Named region outline records =
★ ★ ★ ★
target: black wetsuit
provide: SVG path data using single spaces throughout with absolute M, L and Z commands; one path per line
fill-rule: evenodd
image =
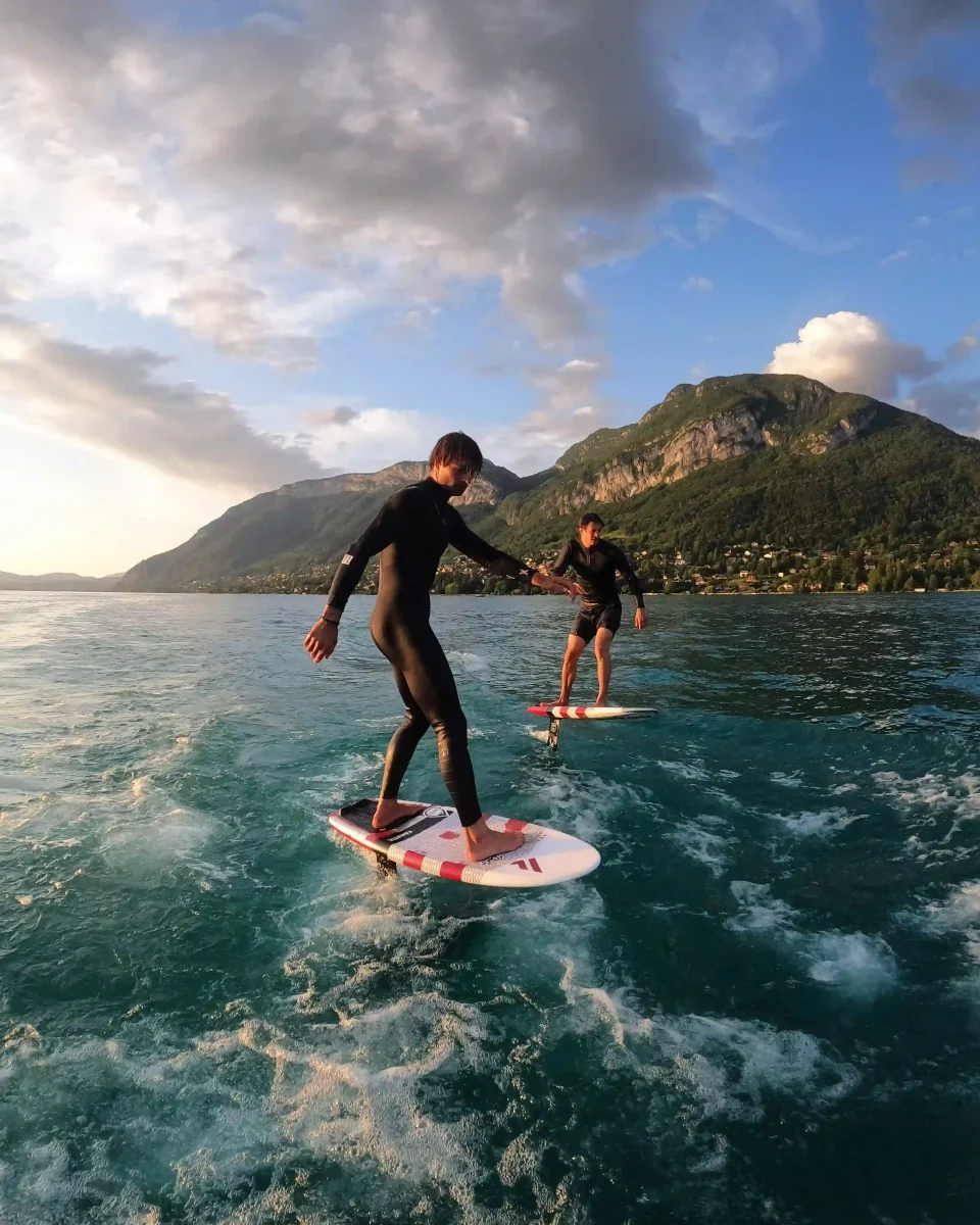
M 480 818 L 480 804 L 467 748 L 467 720 L 452 669 L 429 625 L 429 589 L 447 545 L 495 575 L 518 578 L 530 571 L 472 532 L 450 506 L 451 496 L 447 486 L 428 478 L 390 497 L 337 567 L 327 608 L 344 608 L 368 561 L 380 552 L 371 638 L 391 663 L 405 703 L 404 722 L 392 736 L 385 758 L 381 797 L 397 797 L 415 747 L 432 728 L 442 778 L 459 821 L 472 826 Z
M 630 590 L 636 597 L 636 606 L 643 608 L 643 588 L 626 554 L 617 545 L 608 540 L 597 540 L 592 549 L 587 549 L 578 539 L 568 540 L 557 562 L 551 567 L 551 573 L 564 575 L 568 566 L 578 575 L 586 590 L 582 608 L 570 632 L 584 638 L 586 642 L 592 642 L 599 630 L 615 633 L 620 627 L 622 604 L 616 571 L 630 584 Z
★ ★ ★ ★
EXERCISE INSTRUCTIONS = Every record above must be given again exactly; drop the pictures.

WRITTEN REPLY =
target: black wetsuit
provide: SVG path data using single spaces throughout with absolute M, L and Z commands; one path per line
fill-rule: evenodd
image =
M 480 818 L 480 804 L 467 748 L 467 720 L 452 669 L 429 625 L 429 589 L 447 545 L 495 575 L 518 578 L 530 571 L 472 532 L 450 506 L 451 496 L 447 486 L 428 478 L 390 497 L 337 567 L 327 608 L 344 608 L 368 561 L 380 552 L 371 638 L 391 663 L 405 703 L 404 722 L 392 736 L 385 758 L 381 797 L 397 797 L 415 747 L 432 728 L 442 778 L 459 821 L 472 826 Z
M 630 590 L 636 597 L 636 606 L 643 608 L 643 588 L 626 554 L 617 545 L 608 540 L 597 540 L 592 549 L 587 549 L 578 539 L 568 540 L 557 562 L 551 567 L 551 573 L 564 575 L 568 566 L 578 575 L 586 590 L 582 608 L 570 632 L 584 638 L 586 642 L 592 642 L 599 630 L 615 633 L 620 627 L 622 604 L 616 571 L 630 584 Z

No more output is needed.